_What you are asked to do_
Output every line of the data exactly as it appears.

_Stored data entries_
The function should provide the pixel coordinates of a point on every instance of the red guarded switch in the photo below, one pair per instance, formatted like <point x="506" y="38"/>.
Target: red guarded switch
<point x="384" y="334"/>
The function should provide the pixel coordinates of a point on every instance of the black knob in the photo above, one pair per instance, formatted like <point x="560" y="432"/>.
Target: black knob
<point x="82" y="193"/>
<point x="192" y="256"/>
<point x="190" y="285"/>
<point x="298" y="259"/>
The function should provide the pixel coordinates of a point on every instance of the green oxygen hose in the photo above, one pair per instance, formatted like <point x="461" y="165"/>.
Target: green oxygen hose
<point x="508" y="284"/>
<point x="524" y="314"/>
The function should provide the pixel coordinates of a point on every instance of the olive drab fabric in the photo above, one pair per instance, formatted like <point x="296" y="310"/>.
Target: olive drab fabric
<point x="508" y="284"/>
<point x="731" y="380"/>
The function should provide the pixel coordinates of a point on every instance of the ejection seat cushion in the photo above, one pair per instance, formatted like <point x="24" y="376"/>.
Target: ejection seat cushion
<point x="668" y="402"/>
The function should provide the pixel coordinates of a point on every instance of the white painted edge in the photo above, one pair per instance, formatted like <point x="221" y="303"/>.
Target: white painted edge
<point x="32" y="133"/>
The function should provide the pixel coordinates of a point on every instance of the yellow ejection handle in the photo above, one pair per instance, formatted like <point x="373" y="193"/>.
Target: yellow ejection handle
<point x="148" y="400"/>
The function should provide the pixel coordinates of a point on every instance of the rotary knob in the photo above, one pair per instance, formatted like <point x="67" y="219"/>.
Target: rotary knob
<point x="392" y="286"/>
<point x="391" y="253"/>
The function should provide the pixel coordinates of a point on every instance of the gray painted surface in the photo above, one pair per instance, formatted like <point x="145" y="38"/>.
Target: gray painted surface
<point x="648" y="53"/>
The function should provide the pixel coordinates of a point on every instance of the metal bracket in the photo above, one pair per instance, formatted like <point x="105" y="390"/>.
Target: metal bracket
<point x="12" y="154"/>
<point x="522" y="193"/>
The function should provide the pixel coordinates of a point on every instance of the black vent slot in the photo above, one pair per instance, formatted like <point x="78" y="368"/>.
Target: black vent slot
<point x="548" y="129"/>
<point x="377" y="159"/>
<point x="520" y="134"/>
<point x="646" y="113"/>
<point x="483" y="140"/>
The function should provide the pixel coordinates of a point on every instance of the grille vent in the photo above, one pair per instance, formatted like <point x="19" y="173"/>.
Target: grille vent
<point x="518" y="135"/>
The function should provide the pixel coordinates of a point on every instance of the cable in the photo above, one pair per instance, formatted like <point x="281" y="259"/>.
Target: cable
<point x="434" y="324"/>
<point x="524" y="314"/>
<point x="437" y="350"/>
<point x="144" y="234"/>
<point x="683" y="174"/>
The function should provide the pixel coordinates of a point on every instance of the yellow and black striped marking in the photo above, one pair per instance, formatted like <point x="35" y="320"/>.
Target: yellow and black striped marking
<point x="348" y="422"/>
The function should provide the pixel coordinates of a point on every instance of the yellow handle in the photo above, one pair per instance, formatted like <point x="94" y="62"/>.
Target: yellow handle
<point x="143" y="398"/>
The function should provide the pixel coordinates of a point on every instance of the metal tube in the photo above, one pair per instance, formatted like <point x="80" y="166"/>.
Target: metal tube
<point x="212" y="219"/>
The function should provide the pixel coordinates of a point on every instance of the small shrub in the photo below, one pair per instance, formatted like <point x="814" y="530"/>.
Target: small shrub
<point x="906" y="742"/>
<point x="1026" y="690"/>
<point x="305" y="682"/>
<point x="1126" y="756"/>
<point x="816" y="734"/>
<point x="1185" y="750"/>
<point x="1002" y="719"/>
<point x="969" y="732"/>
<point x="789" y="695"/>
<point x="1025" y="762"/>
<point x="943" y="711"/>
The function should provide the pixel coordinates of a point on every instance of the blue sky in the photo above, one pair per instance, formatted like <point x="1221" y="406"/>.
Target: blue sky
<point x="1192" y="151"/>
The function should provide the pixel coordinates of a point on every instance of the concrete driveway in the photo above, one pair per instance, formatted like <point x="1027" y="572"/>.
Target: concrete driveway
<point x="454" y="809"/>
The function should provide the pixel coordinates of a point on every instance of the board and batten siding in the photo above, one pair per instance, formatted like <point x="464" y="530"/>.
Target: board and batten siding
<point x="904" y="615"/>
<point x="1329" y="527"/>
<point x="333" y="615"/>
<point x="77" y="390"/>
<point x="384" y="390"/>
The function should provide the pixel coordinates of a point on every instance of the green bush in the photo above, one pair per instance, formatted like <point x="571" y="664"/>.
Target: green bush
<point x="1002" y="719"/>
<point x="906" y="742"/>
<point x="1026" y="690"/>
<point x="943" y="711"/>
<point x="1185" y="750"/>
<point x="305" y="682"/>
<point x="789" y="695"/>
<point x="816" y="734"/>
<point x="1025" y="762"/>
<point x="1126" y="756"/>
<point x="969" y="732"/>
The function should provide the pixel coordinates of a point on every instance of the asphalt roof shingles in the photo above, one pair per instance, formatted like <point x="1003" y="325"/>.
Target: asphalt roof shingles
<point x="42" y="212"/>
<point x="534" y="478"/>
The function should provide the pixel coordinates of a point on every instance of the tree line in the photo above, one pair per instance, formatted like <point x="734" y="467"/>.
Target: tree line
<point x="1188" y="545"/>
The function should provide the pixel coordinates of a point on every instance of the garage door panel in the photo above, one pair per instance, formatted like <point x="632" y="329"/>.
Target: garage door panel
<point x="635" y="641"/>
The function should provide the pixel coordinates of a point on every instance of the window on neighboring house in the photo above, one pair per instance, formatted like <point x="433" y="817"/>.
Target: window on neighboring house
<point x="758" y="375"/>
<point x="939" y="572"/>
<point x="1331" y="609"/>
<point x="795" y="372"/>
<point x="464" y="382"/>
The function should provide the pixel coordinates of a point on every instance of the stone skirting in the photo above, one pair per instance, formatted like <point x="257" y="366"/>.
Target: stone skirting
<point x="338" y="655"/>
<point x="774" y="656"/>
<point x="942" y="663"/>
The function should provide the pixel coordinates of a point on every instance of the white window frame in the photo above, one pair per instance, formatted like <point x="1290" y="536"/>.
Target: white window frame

_Exercise output_
The function should provide the pixel coordinates of a point on every instance of the red guarded switch in the photo below, one pair per instance, formatted like <point x="506" y="38"/>.
Target: red guarded switch
<point x="384" y="334"/>
The function should provide the pixel coordinates of a point on every instance of the black knob in the photo above, one pair per instance, formatted like <point x="560" y="432"/>.
Target: black knob
<point x="82" y="193"/>
<point x="192" y="256"/>
<point x="190" y="285"/>
<point x="298" y="259"/>
The function should provide the pixel coordinates of a point on every instance of the green oxygen hose in the photo above, one pair per instance, formatted like <point x="461" y="165"/>.
Target: green oxygen hose
<point x="508" y="284"/>
<point x="524" y="314"/>
The function should provide the pixel coordinates of a point on every instance of the olive drab fabric in the photo above, one pair per instance, formatted like <point x="296" y="310"/>.
Target: olive drab fabric
<point x="508" y="284"/>
<point x="731" y="380"/>
The function should provide the pixel coordinates of a point on every instance of the ejection seat cushion in the photo above, one pair per instance, formatted like <point x="24" y="376"/>.
Target: ejection seat cushion
<point x="668" y="402"/>
The function should provide the pixel coordinates of a point on every instance of the white painted edge in the photo above, one pair per instance, formatted like <point x="221" y="303"/>.
Target: white painted edge
<point x="32" y="133"/>
The function should provide the pixel coordinates of a point on every instance of the yellow ejection handle in the photo above, one pair per instance, formatted like <point x="373" y="193"/>.
Target: yellow ejection handle
<point x="148" y="400"/>
The function should provide the pixel coordinates of a point on every instance of the rotary knob in the photo above, one pair per instance, formatted like <point x="67" y="219"/>.
Target: rotary knob
<point x="392" y="286"/>
<point x="391" y="253"/>
The function should provide the pixel coordinates of a point on every instance of the gray painted surface in the photo above, one pair per instance, formatted like <point x="145" y="38"/>.
Target: gray painted surface
<point x="648" y="53"/>
The function should provide the pixel coordinates of a point on every instance of the metal bracket in the photo above, one pair per instance, formatted like <point x="105" y="390"/>.
Target: metal bracket
<point x="12" y="154"/>
<point x="522" y="193"/>
The function should provide the pixel coordinates of a point on every instance of the black vent slot in the photo above, one pair per instance, formatted like <point x="78" y="368"/>.
Target: black vent slot
<point x="548" y="129"/>
<point x="377" y="159"/>
<point x="520" y="134"/>
<point x="646" y="113"/>
<point x="483" y="140"/>
The function should provide the pixel coordinates of a point on every instance of the grille vent in the photo above, one pair per instance, formatted like <point x="19" y="173"/>.
Target: grille vent
<point x="518" y="135"/>
The function should provide the pixel coordinates of a point on every instance of the cable in the photo above, one pair per instance, formatted like <point x="281" y="259"/>.
Target: cable
<point x="434" y="324"/>
<point x="524" y="314"/>
<point x="437" y="350"/>
<point x="144" y="234"/>
<point x="683" y="174"/>
The function should provide the pixel coordinates of a point on every instance of the yellow and black striped marking in the photo above, one pair per instance, formatted like <point x="35" y="320"/>.
Target: yellow and black striped marking
<point x="348" y="422"/>
The function should provide the pixel coordinates of a point on every instance of the yellow handle in the photo above, one pair per instance, formatted like <point x="94" y="62"/>.
Target: yellow handle
<point x="143" y="398"/>
The function should provide the pixel coordinates of a point on every instance of the metal tube in the photo above, one pair per instance, formatted like <point x="80" y="166"/>.
Target: metal tube
<point x="212" y="219"/>
The function should provide the pixel coordinates of a point on every instance of the small shrub in the photo below, one pair per instance, formatted like <point x="814" y="530"/>.
Target: small shrub
<point x="906" y="742"/>
<point x="1026" y="690"/>
<point x="305" y="682"/>
<point x="1126" y="756"/>
<point x="816" y="734"/>
<point x="1185" y="750"/>
<point x="1002" y="719"/>
<point x="969" y="732"/>
<point x="789" y="695"/>
<point x="1025" y="762"/>
<point x="943" y="711"/>
The function should provide the pixel coordinates of a point on every instance of the blue sky in the photo above, one pair per instance, formatted like <point x="1221" y="406"/>.
Target: blue sky
<point x="1192" y="151"/>
The function should provide the pixel coordinates of a point on every instance of the concrete driveway in the photo above, one pair per instance, formatted like <point x="1027" y="572"/>.
Target: concrete driveway
<point x="454" y="809"/>
The function should provide the pixel coordinates of a point on every instance of the board and batten siding in the photo above, one pair per instance, formatted like <point x="464" y="530"/>.
Target: board and batten siding
<point x="904" y="615"/>
<point x="1329" y="527"/>
<point x="333" y="615"/>
<point x="77" y="390"/>
<point x="384" y="390"/>
The function should provide the pixel coordinates of a point on every instance of the green bush in the photo above, one pair per instance, formatted like <point x="571" y="664"/>.
Target: green bush
<point x="1002" y="719"/>
<point x="906" y="742"/>
<point x="1026" y="690"/>
<point x="943" y="711"/>
<point x="1185" y="750"/>
<point x="305" y="682"/>
<point x="789" y="695"/>
<point x="816" y="734"/>
<point x="1025" y="762"/>
<point x="1126" y="756"/>
<point x="969" y="732"/>
The function should provide the pixel coordinates of a point on every instance of the asphalt roof shingles in the photo above, one pair per instance, formatted like <point x="1003" y="325"/>.
Target: asphalt roof shingles
<point x="42" y="212"/>
<point x="534" y="478"/>
The function should provide the pixel coordinates of a point on every instance of the tree line in the photo above, one pair per instance, formatted like <point x="734" y="467"/>.
Target: tree line
<point x="1188" y="545"/>
The function should provide the pixel coordinates of a point on every instance of the garage door panel in the photo above, one pair per instance, formatted like <point x="632" y="329"/>.
Target: garage door panel
<point x="635" y="641"/>
The function should provide the pixel coordinates of a point on every instance of the window on neighboring house in the photo above, one pair per instance, formatted like <point x="433" y="817"/>.
Target: window on neighboring house
<point x="758" y="375"/>
<point x="939" y="572"/>
<point x="1331" y="609"/>
<point x="795" y="372"/>
<point x="464" y="382"/>
The function should provide the pixel coordinates of a point on every instance of the stone skirting in the photo above, one pair per instance, formatted like <point x="257" y="366"/>.
Target: stone skirting
<point x="338" y="655"/>
<point x="774" y="656"/>
<point x="942" y="663"/>
The function should provide the pixel coordinates of a point on every instance of the white window frame in the photo above, one pair per instance, formatted like <point x="1290" y="536"/>.
Target: white window frame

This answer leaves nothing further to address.